- **Job**
Reproduce the data below with every instance of "dropping a marker" replaced by "placing a dot", keeping everything else the same.
━━━━━━━━━━━━━━━━━━━━━━━━━━━━━━
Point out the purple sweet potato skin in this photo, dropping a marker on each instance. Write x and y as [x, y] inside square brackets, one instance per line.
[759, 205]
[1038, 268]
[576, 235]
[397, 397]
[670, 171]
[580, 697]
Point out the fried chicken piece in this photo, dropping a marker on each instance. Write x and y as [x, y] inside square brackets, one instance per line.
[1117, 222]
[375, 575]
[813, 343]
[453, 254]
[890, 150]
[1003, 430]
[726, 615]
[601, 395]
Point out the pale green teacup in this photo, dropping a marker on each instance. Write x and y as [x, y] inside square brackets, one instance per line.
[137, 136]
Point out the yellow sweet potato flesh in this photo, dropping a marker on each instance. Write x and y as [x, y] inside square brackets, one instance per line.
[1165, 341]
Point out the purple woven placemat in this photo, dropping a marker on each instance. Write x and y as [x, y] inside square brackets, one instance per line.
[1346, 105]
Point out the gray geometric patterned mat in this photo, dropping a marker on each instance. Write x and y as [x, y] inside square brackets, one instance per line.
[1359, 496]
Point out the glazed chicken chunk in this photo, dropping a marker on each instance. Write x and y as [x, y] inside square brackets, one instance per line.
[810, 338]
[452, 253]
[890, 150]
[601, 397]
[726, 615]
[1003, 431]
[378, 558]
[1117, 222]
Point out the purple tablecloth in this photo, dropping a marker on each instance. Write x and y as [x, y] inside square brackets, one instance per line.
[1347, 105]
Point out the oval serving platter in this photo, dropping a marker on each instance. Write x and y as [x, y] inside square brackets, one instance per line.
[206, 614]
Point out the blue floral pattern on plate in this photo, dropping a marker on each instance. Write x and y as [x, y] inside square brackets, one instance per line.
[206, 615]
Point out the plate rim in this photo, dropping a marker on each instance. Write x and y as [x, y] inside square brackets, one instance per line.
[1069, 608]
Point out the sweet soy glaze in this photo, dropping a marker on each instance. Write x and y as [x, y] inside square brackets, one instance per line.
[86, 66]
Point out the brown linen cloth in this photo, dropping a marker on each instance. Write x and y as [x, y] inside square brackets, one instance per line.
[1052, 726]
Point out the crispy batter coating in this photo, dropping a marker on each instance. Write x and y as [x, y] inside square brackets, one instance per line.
━━━━━━━━━━━━━━━━━━━━━━━━━━━━━━
- **The completed task**
Point out the purple sweet potato skin in this photo, placing a dot on each instance. Write x and y as [x, y] inside square brackets, one instance per line.
[759, 205]
[1038, 268]
[576, 235]
[397, 397]
[670, 171]
[580, 697]
Point out the fried chicken piece in this photo, placing a dot on each instance. Write x and y as [x, y] inside square brackets, one instance per line.
[1117, 222]
[375, 575]
[813, 343]
[453, 254]
[890, 150]
[1003, 430]
[726, 615]
[601, 395]
Point out the pale green teacup in this photo, placing a dot on each instance. Write x and y as [x, y] inside square brackets, one instance per line.
[137, 136]
Point out the yellow sweet potato flesh in this photo, placing a dot on each instance. Write x and y as [x, y] inside square brackets, one instance per line.
[1165, 341]
Point out the purple woven placemat in this photo, placing a dot on each instance. Write x and y as [x, y] inside square brackets, one instance per line.
[1346, 105]
Point out the gray geometric patterned mat in this photo, placing a dot on each instance. Write x and y as [x, y] inside square brackets, one instance per line.
[1359, 496]
Point out the glazed chicken chunk in this photo, placing a dot on each instance. Write x and y as [x, y] inside square brackets, one instance per line.
[810, 338]
[452, 253]
[890, 150]
[601, 397]
[726, 615]
[1003, 431]
[378, 558]
[1117, 222]
Point out the purple tablecloth in this photo, placing a dot on each instance. Write x and y as [x, y] inside square brackets, one instance per line.
[1347, 105]
Point out the oval serving platter in this photo, placing a dot on each instance. Write x and y as [x, y] inside square brackets, one instance per line.
[206, 614]
Point out the blue floral pattern on plate in this photo, placing a dot on each instance. Write x and y as [x, y] inside square brackets, one instance per line.
[206, 615]
Point out the plate rim in this photo, placing a dot on each instance. Write x and y as [x, y] inside square brackets, one instance per line.
[1069, 608]
Point out the sweet soy glaze in this photo, placing a dot on each instance. Write x and y as [x, y] inside square brackets, one instance per line.
[86, 66]
Point out the brown linen cloth in this photo, placing a dot on each instance. Write x and y as [x, y] inside square brackets, one instance per line.
[1052, 726]
Point out the crispy batter coating in this photo, placing a dot on each instance. Write x and y as [x, y] inside square brackets, one instance per line.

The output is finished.